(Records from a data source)
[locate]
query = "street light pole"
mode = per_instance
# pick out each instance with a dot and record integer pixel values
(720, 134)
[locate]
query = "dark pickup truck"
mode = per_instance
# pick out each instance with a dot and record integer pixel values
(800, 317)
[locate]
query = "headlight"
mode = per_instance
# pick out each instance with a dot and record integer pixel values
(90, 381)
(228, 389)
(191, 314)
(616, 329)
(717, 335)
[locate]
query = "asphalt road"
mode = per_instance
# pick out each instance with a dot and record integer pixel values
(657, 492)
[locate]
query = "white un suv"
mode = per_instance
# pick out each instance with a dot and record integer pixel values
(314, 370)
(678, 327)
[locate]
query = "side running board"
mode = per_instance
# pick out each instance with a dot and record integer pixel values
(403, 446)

▶ TASK: Copy every line of the data that holds the string "query".

▶ RESULT OF THE TASK:
query = "street light pole"
query = "dark pickup truck"
query = "headlight"
query = "asphalt road"
query = "white un suv"
query = "side running board"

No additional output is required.